──────── Texto fornecido
O estudo metodológico “Desenvolvimento de um instrumento de avaliação do letramento em saúde relacionada
ao hábito etilista”, de Ana Monique Gomes Brito e colaboradores das Faculdades Unidas do Norte de Minas e da
Universidade Estadual de Montes Claros, investigou as propriedades do instrumento para avaliação do Letramento
em Saúde quanto ao Hábito Etilista (LSHE). A partir das propriedades psicométricas apresentadas e discutidas no
artigo, o LSHE foi considerado válido, confiável e com boa interpretabilidade, podendo dar origem a outros estudos
metodológicos para a compreensão mais pormenorizada dessas propriedades.
Em seguida, Aline Bedin Zanatta, Laura Lamas Martins Gonçalves e Sergio Roberto de Lucca, da Universidade
Estadual de Campinas, apresentam o artigo “O processo de trabalho nos Centros de Atenção Psicossocial na perspectiva
dos gestores”. Foram entrevistadas gestoras de 11 Centros de Atenção Psicossocial de um município de grande porte
no interior de São Paulo. As gestoras destacam a satisfação com o trabalho em termos da possibilidade de uma atenção próxima e com vínculos em saúde mental. Apesar disso, revelam também situações de desgaste em relação
à natureza do trabalho e seus processos administrativos. Os autores recomendam o fortalecimento da rede como um
importante promotor de cuidado entre a equipe multiprofissional.
────────────────
──────── Dados extraídos
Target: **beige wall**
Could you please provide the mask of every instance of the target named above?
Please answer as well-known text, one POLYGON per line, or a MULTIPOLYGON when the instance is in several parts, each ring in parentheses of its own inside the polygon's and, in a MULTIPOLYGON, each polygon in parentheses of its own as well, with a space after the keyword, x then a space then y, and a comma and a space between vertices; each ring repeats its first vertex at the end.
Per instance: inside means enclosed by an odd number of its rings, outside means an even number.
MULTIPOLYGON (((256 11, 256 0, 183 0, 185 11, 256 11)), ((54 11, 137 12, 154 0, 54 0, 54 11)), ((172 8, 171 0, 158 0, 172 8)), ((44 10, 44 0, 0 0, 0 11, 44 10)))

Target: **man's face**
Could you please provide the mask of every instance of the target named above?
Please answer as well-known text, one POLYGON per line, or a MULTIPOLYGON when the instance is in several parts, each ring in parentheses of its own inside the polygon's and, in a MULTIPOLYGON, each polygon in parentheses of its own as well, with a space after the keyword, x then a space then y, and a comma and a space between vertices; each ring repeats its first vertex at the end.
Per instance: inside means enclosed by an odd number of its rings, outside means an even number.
────────────────
Enunciado:
Imprima o texto inteiro sobre os dois estudos de saúde, sem mudar nada.

Resposta:
O estudo metodológico “Desenvolvimento de um instrumento de avaliação do letramento em saúde relacionada
ao hábito etilista”, de Ana Monique Gomes Brito e colaboradores das Faculdades Unidas do Norte de Minas e da
Universidade Estadual de Montes Claros, investigou as propriedades do instrumento para avaliação do Letramento
em Saúde quanto ao Hábito Etilista (LSHE). A partir das propriedades psicométricas apresentadas e discutidas no
artigo, o LSHE foi considerado válido, confiável e com boa interpretabilidade, podendo dar origem a outros estudos
metodológicos para a compreensão mais pormenorizada dessas propriedades.
Em seguida, Aline Bedin Zanatta, Laura Lamas Martins Gonçalves e Sergio Roberto de Lucca, da Universidade
Estadual de Campinas, apresentam o artigo “O processo de trabalho nos Centros de Atenção Psicossocial na perspectiva
dos gestores”. Foram entrevistadas gestoras de 11 Centros de Atenção Psicossocial de um município de grande porte
no interior de São Paulo. As gestoras destacam a satisfação com o trabalho em termos da possibilidade de uma atenção próxima e com vínculos em saúde mental. Apesar disso, revelam também situações de desgaste em relação
à natureza do trabalho e seus processos administrativos. Os autores recomendam o fortalecimento da rede como um
importante promotor de cuidado entre a equipe multiprofissional.